Return, word for word, the part of the HADatAc software configuration section between "Most of the" and "during HADatAc's installation).", inclusive.

PAGE:
- - -
2.1. Software Configuration

Most of the software configuration described in this section is done by changing content inside of files of the HADatAc distribution. If the installation is in a local computer, the HADatAc distribution folder should be in the filesystem of the local computer. If the installation is in a remote computer, the HADatAc distribution folder should be in the filesystem of the local computer, that may require the use of some utility like SSH to gain access to the distribution folder. The "HADatAc distribution folder" is what is called "[HADatAc_folder]" in this documentation. The actual value of [HADatAc_folder] is a path in a filesystem of the machine hosting HADatAc, and it may look something like /home/data/git/hadatac/conf (this location in set during HADatAc's installation).

Assuming that HADatAc is installed at [HADatAc_folder], configuration files are located at [HADatAc_folder]/conf. The way content in [HADatAc_folder]/conf is used is different when using HADatAc in development mode and production mode.
- - -
COLLECTED DATA:
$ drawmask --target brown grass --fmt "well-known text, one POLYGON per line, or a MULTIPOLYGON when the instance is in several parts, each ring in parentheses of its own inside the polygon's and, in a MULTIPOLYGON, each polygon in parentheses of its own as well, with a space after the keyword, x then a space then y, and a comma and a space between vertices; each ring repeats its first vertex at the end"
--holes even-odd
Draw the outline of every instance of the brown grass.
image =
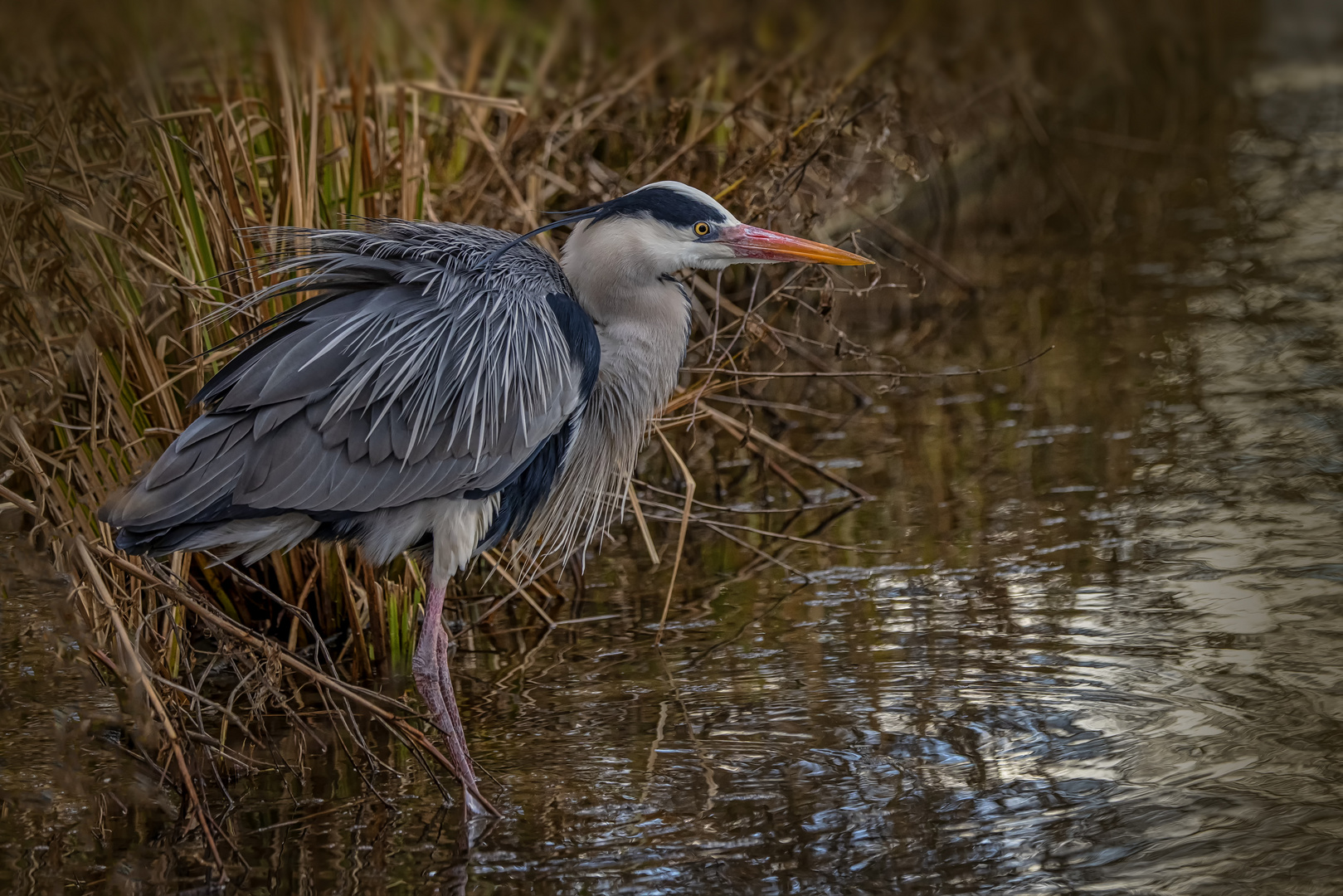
- - -
RESULT FOR THIS TASK:
Most of the software configuration described in this section is done by changing content inside of files of the HADatAc distribution. If the installation is in a local computer, the HADatAc distribution folder should be in the filesystem of the local computer. If the installation is in a remote computer, the HADatAc distribution folder should be in the filesystem of the local computer, that may require the use of some utility like SSH to gain access to the distribution folder. The "HADatAc distribution folder" is what is called "[HADatAc_folder]" in this documentation. The actual value of [HADatAc_folder] is a path in a filesystem of the machine hosting HADatAc, and it may look something like /home/data/git/hadatac/conf (this location in set during HADatAc's installation).